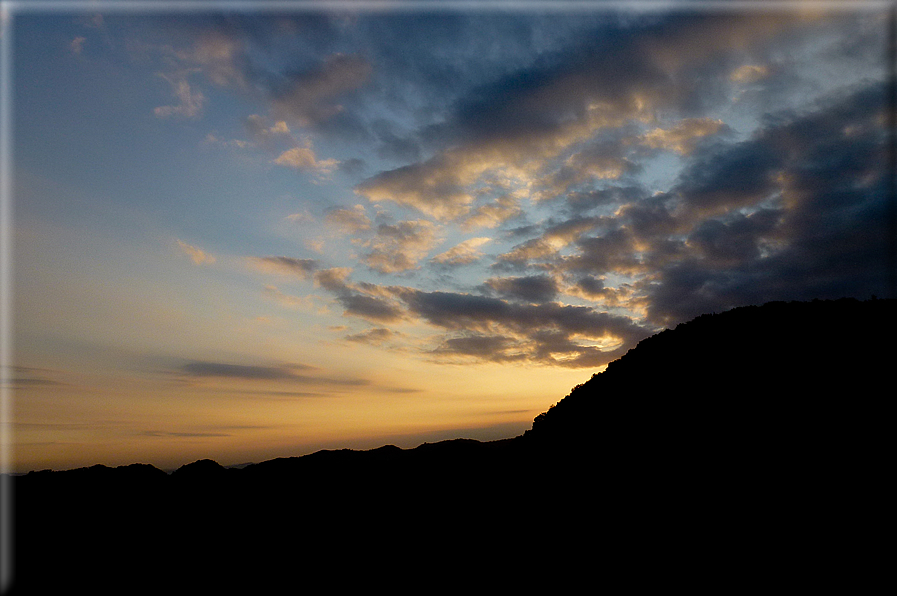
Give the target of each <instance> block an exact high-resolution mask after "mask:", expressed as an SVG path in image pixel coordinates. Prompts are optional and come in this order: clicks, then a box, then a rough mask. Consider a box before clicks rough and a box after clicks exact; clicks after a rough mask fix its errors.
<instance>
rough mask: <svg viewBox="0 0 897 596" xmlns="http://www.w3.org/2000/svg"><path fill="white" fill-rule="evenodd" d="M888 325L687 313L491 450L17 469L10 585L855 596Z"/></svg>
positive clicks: (883, 375) (880, 437) (862, 558)
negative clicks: (180, 463)
mask: <svg viewBox="0 0 897 596" xmlns="http://www.w3.org/2000/svg"><path fill="white" fill-rule="evenodd" d="M895 317H897V301H893V300H869V301H865V302H860V301H856V300H849V299H845V300H838V301H814V302H806V303H771V304H767V305H764V306H762V307H746V308H739V309H735V310H732V311H728V312H726V313H721V314H715V315H705V316H702V317H699V318H697V319H695V320H693V321H691V322H688V323H685V324H682V325H679V326H678V327H676V328H675V329H674V330H668V331H664V332H662V333H660V334H658V335H655V336H653V337H651V338H648V339H646V340H644V341H642V342H641V343H640V344H639V345H638V346H637V347H636V348H634V349H633V350H631V351H630V352H629V353H627V354H626V355H625V356H624V357H622V358H621V359H619V360H617V361H616V362H613V363H612V364H611V365H609V366H608V368H607V370H606V372H603V373H601V374H597V375H594V376H593V377H592V378H591V379H590V380H588V381H587V382H585V383H584V384H582V385H579V386H577V387H575V388H574V389H573V390H572V391H571V393H570V394H569V395H568V396H566V397H565V398H564V399H563V400H561V401H560V402H559V403H558V404H557V405H556V406H554V407H552V408H551V409H549V410H548V411H547V412H545V413H543V414H541V415H540V416H538V417H537V418H536V420H535V421H534V423H533V427H532V430H530V431H527V432H526V433H525V434H524V435H522V436H519V437H515V438H513V439H507V440H503V441H493V442H478V441H472V440H456V441H445V442H440V443H435V444H424V445H421V446H419V447H417V448H415V449H399V448H397V447H394V446H384V447H381V448H379V449H374V450H370V451H350V450H343V451H322V452H318V453H315V454H312V455H307V456H304V457H295V458H281V459H275V460H271V461H266V462H263V463H258V464H254V465H250V466H247V467H245V468H242V469H226V468H223V467H222V466H220V465H218V464H217V463H215V462H213V461H209V460H203V461H197V462H194V463H192V464H189V465H186V466H183V467H182V468H180V469H178V470H177V471H175V472H173V473H171V474H167V473H165V472H163V471H161V470H158V469H156V468H154V467H152V466H149V465H141V464H134V465H130V466H123V467H119V468H114V469H113V468H108V467H104V466H94V467H90V468H82V469H78V470H70V471H57V472H50V471H43V472H32V473H30V474H27V475H25V476H19V477H15V478H13V479H12V481H13V485H14V506H15V528H14V529H15V538H16V540H15V545H16V549H15V552H14V557H15V565H16V567H15V569H16V575H15V582H14V586H15V587H16V588H17V590H16V593H40V594H58V593H68V592H70V591H74V590H76V589H78V588H80V587H83V588H85V589H86V590H87V591H88V593H98V592H104V593H121V594H130V593H143V592H146V593H165V594H180V593H198V594H211V593H253V594H268V593H275V592H276V593H281V592H291V593H292V592H300V591H302V592H308V591H311V592H315V593H318V592H324V591H326V592H343V591H345V590H346V589H347V588H351V587H362V588H368V589H374V588H380V589H385V590H387V591H389V592H392V591H393V590H394V589H396V588H402V587H404V588H410V589H413V590H414V591H416V592H423V593H430V592H434V591H442V589H444V588H448V587H454V588H457V589H460V590H463V591H465V592H468V591H474V590H475V591H478V592H479V591H492V590H495V591H498V590H501V591H502V592H506V591H509V590H510V588H512V587H530V588H536V587H540V586H541V587H551V588H552V589H553V591H555V592H557V591H560V592H562V593H563V592H566V591H567V590H566V589H565V586H569V587H570V588H571V590H572V589H573V588H576V589H577V591H581V590H582V589H586V590H588V591H589V592H598V591H599V590H602V589H607V590H608V591H612V592H617V591H619V590H618V589H617V588H619V587H622V588H625V591H631V592H635V591H641V590H642V589H643V588H645V587H646V586H653V587H660V586H662V587H665V588H673V587H677V588H684V589H686V590H690V591H691V590H696V589H698V590H705V591H713V592H717V593H718V592H731V591H732V590H733V589H734V590H739V589H751V590H756V589H758V588H759V589H764V590H769V589H771V588H773V589H783V590H786V591H792V590H801V591H803V590H806V589H808V588H809V589H817V588H819V587H824V588H827V589H829V590H849V591H850V592H868V591H870V588H871V586H873V585H876V584H877V583H878V582H879V581H880V580H881V579H882V578H883V577H884V575H883V570H884V568H885V566H884V561H885V560H886V557H887V555H888V554H889V553H888V552H887V550H886V548H885V547H884V546H881V545H880V543H881V541H884V544H887V541H888V539H889V538H890V529H891V516H890V503H891V501H892V498H891V497H892V490H891V488H890V483H889V482H888V481H887V479H888V478H889V477H890V476H891V474H892V458H891V456H890V454H891V447H892V440H891V432H892V421H893V418H892V415H891V413H890V412H891V408H890V406H891V403H892V401H893V397H892V393H893V383H892V382H891V375H892V367H893V366H894V348H893V345H894V343H893V342H894V337H895V331H897V325H895ZM550 399H551V398H550V397H547V400H550ZM886 504H887V506H886ZM886 513H887V514H886ZM468 581H469V582H474V583H473V584H468V583H467V582H468ZM582 582H586V583H585V584H583V583H582ZM887 585H890V584H887ZM602 591H603V590H602Z"/></svg>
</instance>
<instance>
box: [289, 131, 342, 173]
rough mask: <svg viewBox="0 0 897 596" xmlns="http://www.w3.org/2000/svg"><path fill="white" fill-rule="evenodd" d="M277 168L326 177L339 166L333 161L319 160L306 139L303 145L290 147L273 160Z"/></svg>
mask: <svg viewBox="0 0 897 596" xmlns="http://www.w3.org/2000/svg"><path fill="white" fill-rule="evenodd" d="M274 163H276V164H277V165H279V166H285V167H288V168H293V169H295V170H302V171H312V172H315V173H316V174H319V175H325V176H326V175H328V174H330V173H331V172H333V170H335V169H336V167H337V166H338V165H339V161H337V160H335V159H324V160H319V159H318V158H317V156H316V155H315V152H314V150H313V149H312V147H311V141H309V140H308V139H306V141H305V144H304V145H301V146H297V147H292V148H290V149H287V150H286V151H284V152H283V153H281V154H280V155H279V156H278V157H277V158H276V159H275V160H274Z"/></svg>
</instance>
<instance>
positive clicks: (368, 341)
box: [346, 327, 394, 345]
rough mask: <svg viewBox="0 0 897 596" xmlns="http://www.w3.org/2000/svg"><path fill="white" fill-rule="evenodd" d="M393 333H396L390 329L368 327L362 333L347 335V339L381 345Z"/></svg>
mask: <svg viewBox="0 0 897 596" xmlns="http://www.w3.org/2000/svg"><path fill="white" fill-rule="evenodd" d="M393 335H394V333H393V332H392V331H390V330H389V329H385V328H383V327H376V328H374V329H368V330H367V331H363V332H361V333H355V334H353V335H347V336H346V341H351V342H356V343H366V344H373V345H380V344H382V343H383V342H385V341H387V340H389V339H390V338H391V337H392V336H393Z"/></svg>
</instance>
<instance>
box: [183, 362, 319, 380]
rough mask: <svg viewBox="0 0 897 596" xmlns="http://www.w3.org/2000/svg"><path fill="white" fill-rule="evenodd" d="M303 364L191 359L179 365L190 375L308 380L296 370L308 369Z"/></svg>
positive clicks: (306, 378) (246, 379)
mask: <svg viewBox="0 0 897 596" xmlns="http://www.w3.org/2000/svg"><path fill="white" fill-rule="evenodd" d="M309 368H310V367H308V366H305V365H297V366H259V365H250V364H229V363H222V362H207V361H193V362H188V363H186V364H184V365H183V366H181V368H180V371H181V372H182V373H183V374H185V375H187V376H190V377H223V378H229V379H245V380H265V381H283V380H291V381H295V380H300V381H301V380H308V379H309V378H310V377H307V376H304V375H301V374H299V373H298V372H297V370H308V369H309Z"/></svg>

• [GOAL OF THE EXERCISE]: Please transcribe exactly the line containing "box: [346, 327, 394, 345]" and every line after it to the end of the data, and no other lines.

• [EXERCISE ANSWER]:
box: [346, 327, 394, 345]
rough mask: <svg viewBox="0 0 897 596" xmlns="http://www.w3.org/2000/svg"><path fill="white" fill-rule="evenodd" d="M393 333H396L390 329L368 327L362 333L347 335V339L381 345Z"/></svg>
mask: <svg viewBox="0 0 897 596" xmlns="http://www.w3.org/2000/svg"><path fill="white" fill-rule="evenodd" d="M393 335H394V333H393V332H392V331H390V330H389V329H385V328H383V327H376V328H374V329H368V330H367V331H363V332H361V333H355V334H353V335H347V336H346V341H351V342H356V343H366V344H373V345H380V344H382V343H383V342H385V341H387V340H389V339H390V338H391V337H392V336H393Z"/></svg>
</instance>
<instance>
box: [183, 362, 319, 380]
rough mask: <svg viewBox="0 0 897 596" xmlns="http://www.w3.org/2000/svg"><path fill="white" fill-rule="evenodd" d="M303 364L191 359L179 365L190 375L308 380L296 370L308 369Z"/></svg>
positive clicks: (306, 378) (246, 379)
mask: <svg viewBox="0 0 897 596" xmlns="http://www.w3.org/2000/svg"><path fill="white" fill-rule="evenodd" d="M309 368H310V367H308V366H305V365H297V366H259V365H250V364H229V363H222V362H207V361H193V362H188V363H186V364H184V365H183V366H181V368H180V371H181V372H182V373H183V374H185V375H187V376H190V377H223V378H229V379H245V380H265V381H283V380H291V381H295V380H300V381H301V380H308V379H309V378H310V377H307V376H304V375H301V374H299V373H298V372H297V370H308V369H309Z"/></svg>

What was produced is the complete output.